EXTRACT: Begin

Preborn Babies Feel Pain

In the not too distant past, physicians and scientists did not believe that newborn children could feel pain.

Yes, you read that correctly. Thirty years ago, when babies required surgery, the standard of care included a drug administered to the child to temporarily paralyze his tiny body during the operation. Though the child was immobilized, he was not anesthetized from pain.

All of that changed when Dr. Kanwaljeet Anand, as a medical resident, noticed that all of his little patients would return from surgery looking wan and anxious. Their vital signs would be weak, and the NICU team would consequently spend considerable time stabilizing these little patients. Dr. Anand began to reconsider the routines in the operating room.

He eventually learned that babies were feeling so much pain during surgery that the physiological responses threatened their lives. After conducting clinical trials, he was able to demonstrate that when infants underwent surgery with little to no anesthesia, their stress hormones escalated to a dangerous level, causing a myriad of postoperative complications. The stress led to the death of many babies.

Fortuitously, Dr. Anand also discovered that when anesthesia was administered, the stress hormone levels of the babies were comparatively lower than with no anesthesia, and that these babies were more likely to survive after surgery. Due to this important evidence, neonatal doctors now take all precautions to minimize pain for their newborn patients, and such precautions are now the standard of care for babies who undergo surgery in utero.

EXTRACT: End
DATA SHOWN: Begin

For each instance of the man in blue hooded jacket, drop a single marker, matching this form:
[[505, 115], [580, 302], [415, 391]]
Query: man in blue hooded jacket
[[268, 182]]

DATA SHOWN: End

_PROMPT:_ State whether each statement agrees with the text on infants feeling pain, answering yes or no and quoting the words of the text that decide it: (a) Thirty years ago, a drug was given to babies during surgery to paralyze them temporarily. (b) Dr. Anand first noticed the condition of his patients after surgery while he was a senior surgeon. (c) Babies who received anesthesia had higher stress hormone levels than those who received none. The material that precedes this point was taken from a separate source.

_FINAL ANSWER:_
(a) Yes: "the standard of care included a drug administered to the child to temporarily paralyze his tiny body during the operation."
(b) No: "Dr. Kanwaljeet Anand, as a medical resident, noticed that all of his little patients would return from surgery looking wan and anxious."
(c) No: "the stress hormone levels of the babies were comparatively lower than with no anesthesia."